▶ **TASK REQUIREMENTS**: Copy the entries word for word, beginning with the line that contains "Identify any visible shrub." and continuing through the line that contains "565;811;653;858".

-- SUPPLIED RECORDS start --

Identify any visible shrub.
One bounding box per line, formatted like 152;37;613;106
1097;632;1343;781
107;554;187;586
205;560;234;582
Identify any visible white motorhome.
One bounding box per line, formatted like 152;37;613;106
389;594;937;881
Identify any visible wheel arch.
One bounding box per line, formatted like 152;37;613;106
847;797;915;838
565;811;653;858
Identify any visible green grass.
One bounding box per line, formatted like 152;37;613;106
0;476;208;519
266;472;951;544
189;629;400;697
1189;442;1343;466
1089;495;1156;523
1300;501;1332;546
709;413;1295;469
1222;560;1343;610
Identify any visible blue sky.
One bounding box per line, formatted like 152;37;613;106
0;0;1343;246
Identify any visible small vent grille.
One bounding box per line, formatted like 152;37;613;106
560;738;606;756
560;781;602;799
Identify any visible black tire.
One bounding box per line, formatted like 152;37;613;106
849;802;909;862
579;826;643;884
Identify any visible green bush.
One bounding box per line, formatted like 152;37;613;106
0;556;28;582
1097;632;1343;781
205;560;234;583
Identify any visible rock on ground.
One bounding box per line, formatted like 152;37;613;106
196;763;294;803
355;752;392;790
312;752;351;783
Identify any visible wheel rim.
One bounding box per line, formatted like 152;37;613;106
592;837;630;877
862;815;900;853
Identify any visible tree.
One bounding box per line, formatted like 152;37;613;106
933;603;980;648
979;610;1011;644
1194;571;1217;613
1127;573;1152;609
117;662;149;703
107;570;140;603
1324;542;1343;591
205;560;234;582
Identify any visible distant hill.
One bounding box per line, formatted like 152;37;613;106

-- SUPPLIED RECORDS end --
-- SUPPLIED RECORDS start --

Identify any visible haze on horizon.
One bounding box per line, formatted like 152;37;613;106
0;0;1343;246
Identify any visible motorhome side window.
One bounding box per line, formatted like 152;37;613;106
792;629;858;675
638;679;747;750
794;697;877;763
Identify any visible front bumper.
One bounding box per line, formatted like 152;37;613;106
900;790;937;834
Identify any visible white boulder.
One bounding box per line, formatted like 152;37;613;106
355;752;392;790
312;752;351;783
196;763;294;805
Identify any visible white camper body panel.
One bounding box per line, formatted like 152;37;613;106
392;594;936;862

-- SUPPLIED RECORDS end --
-- SUPPLIED RECORDS start --

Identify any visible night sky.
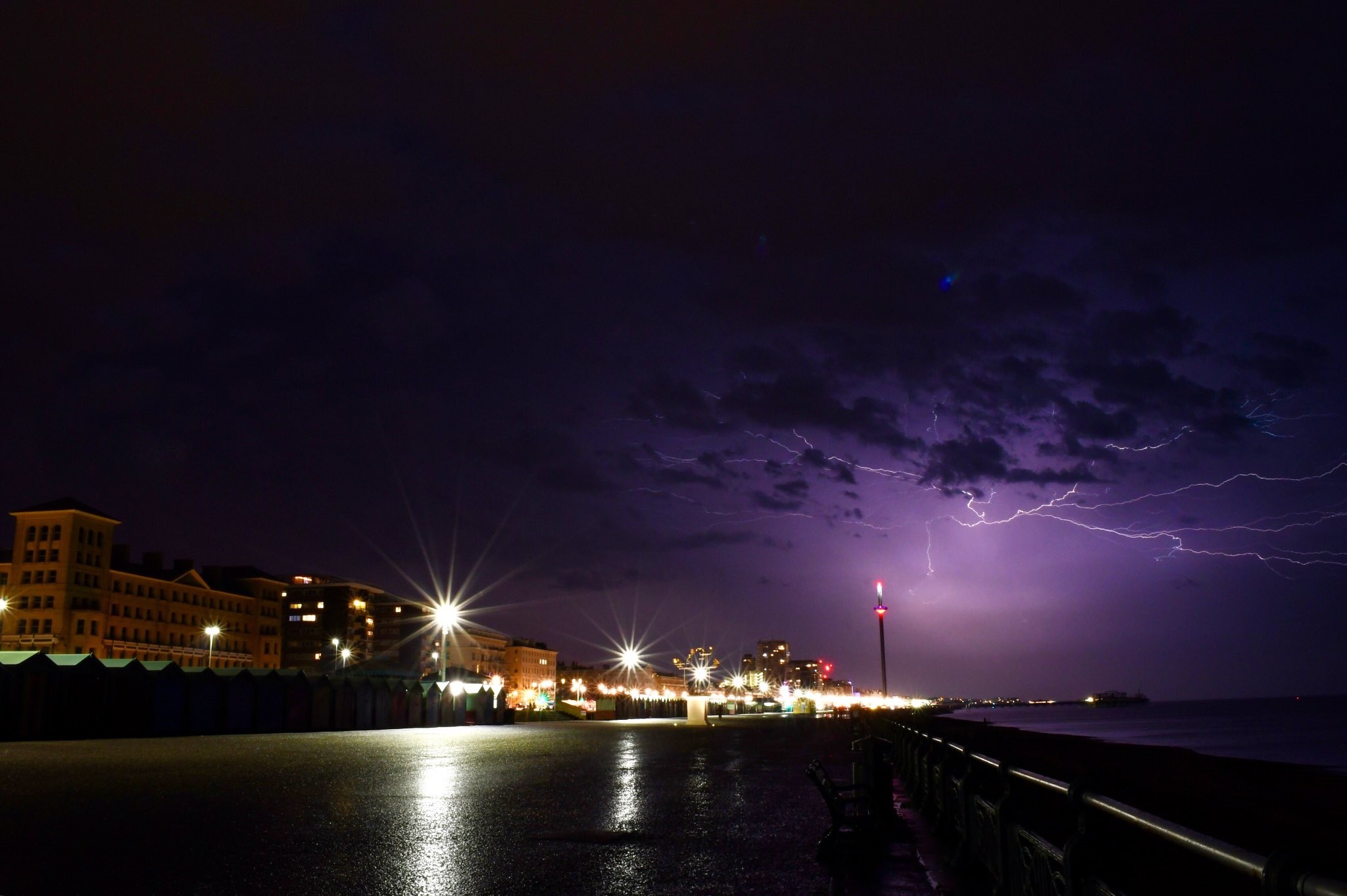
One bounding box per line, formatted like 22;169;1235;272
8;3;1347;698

-- SUPPLIED RECORDS end --

▶ **EXERCISE ANSWER**:
Identify any visible shrub.
One bounding box per line, formatted like 152;37;613;106
1097;632;1343;781
107;554;187;586
205;560;234;582
Identify any visible white motorhome.
One bounding box per line, formatted like 152;37;613;106
389;594;937;881
Identify any visible wheel arch.
One bounding box per line, formatted like 152;37;613;106
847;797;915;838
565;811;653;858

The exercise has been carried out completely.